■ TEXT SECTION ■
----

Certainly, in the case of self-fence, a wasteful delay occurs. But honestly, I think it's no different from a delay parameter fixed to a node.

wenningerk · 2019-11-06T08:57:04Z

@wenningerk Thank you for your feedback. I think it's not so difficult to fix the description and consider the promotable resources. But I have no idea to cover the self-fence. Is there a good way to detect it?

Certainly, in the case of self-fence, a wasteful delay occurs. But honestly, I think it's no different from a delay parameter fixed to a node.

Well you know who you are (crm_node --name) and you know the target ;-)

wenningerk · 2019-11-07T09:59:29Z

Was talking as well to Ken yesterday about that approach and he is sharing my feeling that doing something complicated like determining the location of a resource should be considered carefully as part of a fence-agent. At least a note in the fence-agent should state that this maybe puts more stress on keeping the one instance running than on reliable recovery.
If you put that fence-agent on the same level as the real fence-agent and determining the location fails or hangs this node would never fence.
So one possibility to think about would be to rather put it on a higher level as the real fence-agent and to always make it fail. Then if determining the location is working it might introduce a delay and if that fails we would at least still have fencing. Could be an option as well so that the user can select if he wants to weight reliable recovery higher than keeping the service running.

Signed-off-by: Kumabuchi Kenji <[email protected]>

curvygrin · 2019-11-08T08:28:38Z

@wenningerk & KEN
Thank you very much for considering this proposal.
I understand that the current approach has the concerns.

So one possibility to think about would be to rather put it on a higher level as the real fence-agent and to always make it fail. Then if determining the location is working it might introduce a delay and if that fails we would at least still have fencing.

I certainly think that the above approach is safer.
(In fact, I thought about it, but the implementation of always returning FALSE seemed strange and I stopped it.)
I will try to fix PR.

wenningerk · 2019-11-08T08:35:29Z

I certainly think that the above approach is safer.
(In fact, I thought about it, but the implementation of always returning FALSE seemed strange and I stopped it.)
I will try to fix PR.

If you feel unpleasant with it leave the default as is and make returning FALSE an option ...

agents/heuristics_resource/fence_heuristics_resource.py

kgaillot

Hi,

Thanks for contributing a significant new capability! I do have some concerns that I've commented on.

kgaillot · 2019-11-08T16:07:24Z

agents/heuristics_resource/fence_heuristics_resource.py

+		logging.error("Command failed. rc=%s, stderr=%s" % (rc, err))
+		return False
+
+	search_str = re.compile(r"\s%s%s$" % (mynodename, '\sMaster' if promotable else ''))


Have you tested this? I think there's a space at the end of the line if "Master" isn't printed.

I'd be a little concerned about introducing a dependency on the output format. We regularly have problems crop up when other software (e.g. pcs) looks for specific strings in the output, since we don't always remember that something requires it when we need to update the pacemaker output for some reason.

----

■ DATA EXCERPTS ■
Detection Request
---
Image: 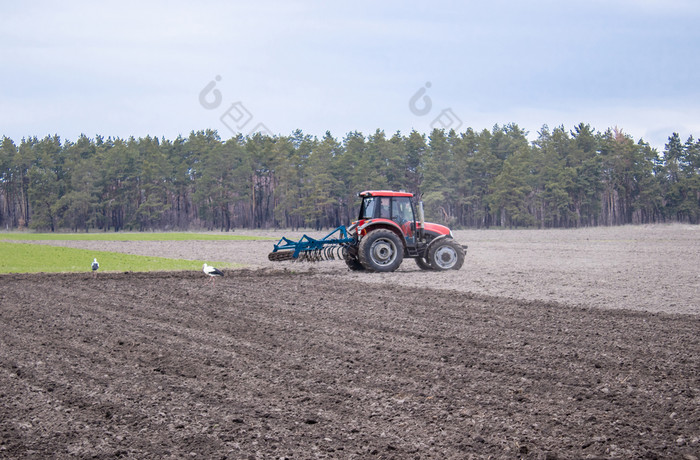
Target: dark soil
[0,270,700,460]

----

■ COMPLETE THE FOLLOWING ■
[1] List every timestamp that appears in the fence-agent discussion.
[2] According to the fence-agent discussion, what command tells you who you are?
[3] From the fence-agent discussion, reproduce the passage that begins at the words "wenningerk · 2019-11-07T09:59:29Z" and stops after the words "would never fence.".

■ THE SOLUTIONS ■
[1]
2019-11-06T08:57:04Z
2019-11-07T09:59:29Z
2019-11-08T08:28:38Z
2019-11-08T08:35:29Z
2019-11-08T16:07:24Z

[2] crm_node --name

[3]
wenningerk · 2019-11-07T09:59:29Z

Was talking as well to Ken yesterday about that approach and he is sharing my feeling that doing something complicated like determining the location of a resource should be considered carefully as part of a fence-agent. At least a note in the fence-agent should state that this maybe puts more stress on keeping the one instance running than on reliable recovery.
If you put that fence-agent on the same level as the real fence-agent and determining the location fails or hangs this node would never fence.